**Dataset excerpts**.
· · · · · · ·
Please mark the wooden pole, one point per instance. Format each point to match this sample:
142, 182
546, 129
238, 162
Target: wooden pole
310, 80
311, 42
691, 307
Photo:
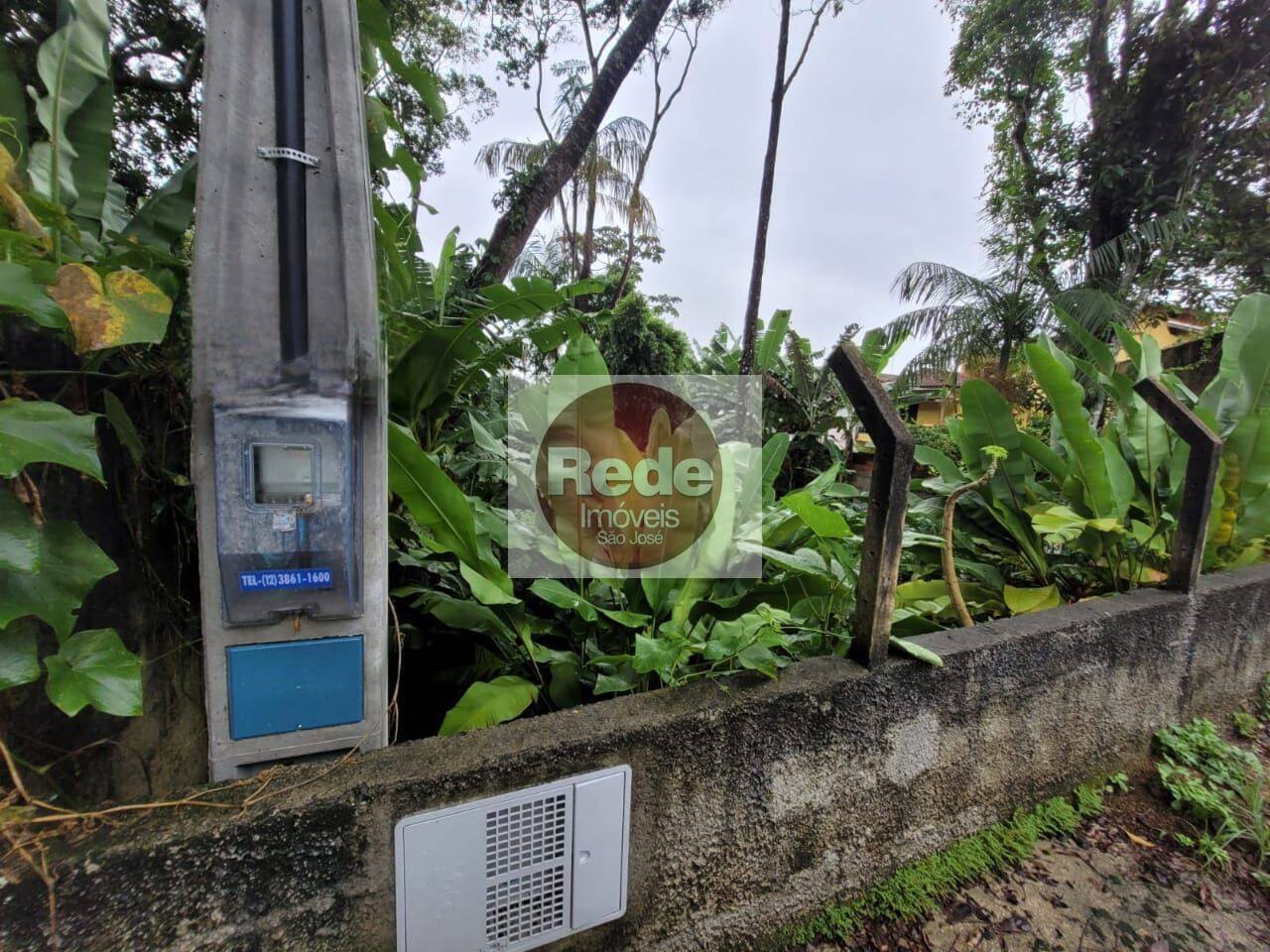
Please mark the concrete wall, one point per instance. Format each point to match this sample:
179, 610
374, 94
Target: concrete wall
754, 803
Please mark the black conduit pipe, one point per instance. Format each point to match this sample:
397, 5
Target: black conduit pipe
289, 79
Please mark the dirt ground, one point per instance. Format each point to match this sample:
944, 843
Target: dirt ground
1121, 883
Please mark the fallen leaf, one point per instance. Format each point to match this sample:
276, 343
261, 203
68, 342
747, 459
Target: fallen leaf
1014, 924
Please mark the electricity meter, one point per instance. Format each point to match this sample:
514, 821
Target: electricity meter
286, 522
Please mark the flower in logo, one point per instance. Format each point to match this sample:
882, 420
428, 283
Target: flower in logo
629, 475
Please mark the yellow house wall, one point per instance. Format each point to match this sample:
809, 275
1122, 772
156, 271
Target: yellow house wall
934, 413
1159, 331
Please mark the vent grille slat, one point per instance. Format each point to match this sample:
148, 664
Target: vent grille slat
525, 869
525, 906
517, 871
525, 834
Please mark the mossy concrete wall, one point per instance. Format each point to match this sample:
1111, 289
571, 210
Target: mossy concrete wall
754, 805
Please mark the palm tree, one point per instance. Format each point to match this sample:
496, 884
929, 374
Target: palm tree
603, 186
984, 321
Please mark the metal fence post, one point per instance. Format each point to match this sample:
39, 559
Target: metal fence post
1206, 454
888, 503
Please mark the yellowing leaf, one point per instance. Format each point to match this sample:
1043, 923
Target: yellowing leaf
23, 220
127, 308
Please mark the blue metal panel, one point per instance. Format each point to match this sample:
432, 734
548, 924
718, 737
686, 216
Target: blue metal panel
291, 685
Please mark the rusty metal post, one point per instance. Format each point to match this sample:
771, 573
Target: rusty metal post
1206, 454
888, 502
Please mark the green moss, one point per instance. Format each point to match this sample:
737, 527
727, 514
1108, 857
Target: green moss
920, 889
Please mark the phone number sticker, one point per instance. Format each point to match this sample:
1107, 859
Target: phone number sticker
286, 580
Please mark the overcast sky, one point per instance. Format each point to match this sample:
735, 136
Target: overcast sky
874, 169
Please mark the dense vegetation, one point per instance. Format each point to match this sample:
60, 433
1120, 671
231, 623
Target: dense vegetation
1076, 484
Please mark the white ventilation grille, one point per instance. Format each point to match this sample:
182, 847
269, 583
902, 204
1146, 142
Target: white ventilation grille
515, 873
525, 834
525, 906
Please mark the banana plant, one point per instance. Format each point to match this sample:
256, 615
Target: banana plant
77, 267
1236, 405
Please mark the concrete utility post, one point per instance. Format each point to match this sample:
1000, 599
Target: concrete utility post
289, 431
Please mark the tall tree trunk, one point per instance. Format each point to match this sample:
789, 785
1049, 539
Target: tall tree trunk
749, 331
588, 236
1021, 111
515, 227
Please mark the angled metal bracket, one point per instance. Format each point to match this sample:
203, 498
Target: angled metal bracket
295, 155
1206, 456
888, 503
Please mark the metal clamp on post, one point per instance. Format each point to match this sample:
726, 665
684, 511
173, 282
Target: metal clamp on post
294, 155
888, 502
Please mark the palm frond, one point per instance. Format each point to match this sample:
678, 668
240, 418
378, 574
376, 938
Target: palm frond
935, 284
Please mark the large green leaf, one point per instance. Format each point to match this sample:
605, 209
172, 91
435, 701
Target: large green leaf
486, 703
89, 131
71, 63
463, 615
916, 652
1086, 456
94, 667
426, 370
19, 537
1095, 349
431, 497
19, 656
19, 293
70, 565
42, 431
377, 30
557, 593
1044, 456
1026, 601
948, 470
166, 216
878, 347
821, 520
13, 107
770, 344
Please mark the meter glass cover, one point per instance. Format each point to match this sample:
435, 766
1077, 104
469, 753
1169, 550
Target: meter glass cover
282, 474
· · · · · · ·
**Exercise directions**. Every entry above is to be copied verbatim, with the pictures removed.

**Solution for this task**.
Please mark the wooden pole, one point per instance. Format each point to match this sample:
142, 182
546, 129
238, 162
Target: wooden pole
310, 80
311, 42
691, 307
Photo:
Please mark the concrete wall, one point per instance. Format each point to match this sample:
179, 610
374, 94
Target: concrete wall
754, 803
Please mark the black conduit pipe, one point per instance. Format each point to match this sample:
397, 5
Target: black conduit pipe
289, 79
Please mark the dirt ground, one point per instance. Format each point to match this sample:
944, 843
Target: dirt ground
1121, 883
Please mark the fallen leaf, one point per instance. Format each point to match this sample:
276, 343
261, 203
68, 342
747, 459
Target: fallen leaf
1014, 924
Please mark the electricity meter, one point per instance. Format each point to match this sample:
514, 821
Target: electricity meter
286, 522
Please mark the flower in logo, one point per instance. Format each point to match this sample:
882, 420
428, 283
Target: flower in logo
629, 475
Please mark the yellow house wall, one point per instance. Format each point to match this sample:
809, 275
1122, 772
156, 271
Target: yellow house wall
934, 413
1159, 331
Please mark the vent grille slat, one point per instance. Format each point to match this sample:
148, 664
Target: vent grille slat
525, 869
525, 906
517, 871
525, 834
Please mark the mossy concrete wall, one point per instance. Format each point to match this sample:
1111, 289
571, 210
Target: mossy concrete wall
754, 805
Please mark the palm tree, one point per instance. Format each point to match this sample:
496, 884
929, 374
Target: palm tree
603, 186
984, 321
Please mark the metal fence post, one point per instance. Format each point to match this sample:
39, 559
Target: metal fence post
1206, 454
888, 503
Please mark the yellowing leaf, one point per instance. Format each point to match this sample:
1043, 923
Target: yellowing leaf
23, 220
127, 308
Please mark the blue metal panel, one point per instance. Format each point to match this sample:
432, 734
548, 924
718, 737
686, 216
Target: blue metal panel
291, 685
Please mark the rusty metal post, one point per instance. Format each point to match this sample:
771, 573
Target: rusty metal post
1206, 454
888, 502
Please mark the green moss, one point per instance. Format each point to match this sample:
737, 527
727, 514
1108, 857
Target: green moss
920, 889
Please mark the phone number sticker, one point per instance. Format each point to match this sample:
1107, 859
Target: phone number sticker
286, 580
Please mark the overcast sky, one point per instance. Format each point to match this sample:
735, 136
Target: overcast sky
874, 169
Please mark the dense vegetation, one point per instance. Format each point to match this sample:
60, 433
1120, 671
231, 623
Target: dense vegetation
1076, 484
Please mark the white ventilation grille, one point per instance. Format each point to match this sample:
182, 847
269, 583
902, 204
1146, 142
Target: white ventilation grille
515, 873
525, 834
525, 906
Please mark the banana plant, one point per instance. Format each point to match this sample:
256, 615
Target: banana plant
77, 267
1236, 405
Please mark the concrete utility post, one point per instance. Format each point to match this sample:
1000, 599
Target: concrete utility post
289, 431
Please mark the tall tree trunk, one point per instance. Format each point to match this sample:
789, 785
1049, 539
Target: tall tree trunk
749, 331
588, 236
1021, 111
515, 227
Please mark the angled metal bracket, one point per instance. Format each point to match this sample:
203, 498
Target: angled metal bracket
295, 155
1206, 456
888, 503
Please mark the metal clamp on post, one point per instance. Format each point to match this sample:
726, 665
684, 511
173, 282
Target: metal clamp on post
294, 155
888, 502
Please mark the palm frond, one point per instance. Format each point to match this sample:
678, 668
240, 418
378, 574
376, 938
Target: palm frond
935, 284
Please mark the large green leaf, one point per instance. Format each point to match this sample:
605, 209
172, 91
435, 701
Target: large green leaf
486, 703
89, 131
71, 63
463, 615
916, 652
1086, 456
94, 667
426, 370
19, 537
1095, 349
431, 497
19, 656
19, 293
70, 565
42, 431
377, 30
557, 593
1044, 456
1026, 601
948, 470
166, 216
878, 347
821, 520
13, 107
770, 344
Please mark the meter glass cover, one point per instance. Format each point to match this sample:
435, 766
1077, 104
469, 753
1169, 550
Target: meter glass cover
282, 474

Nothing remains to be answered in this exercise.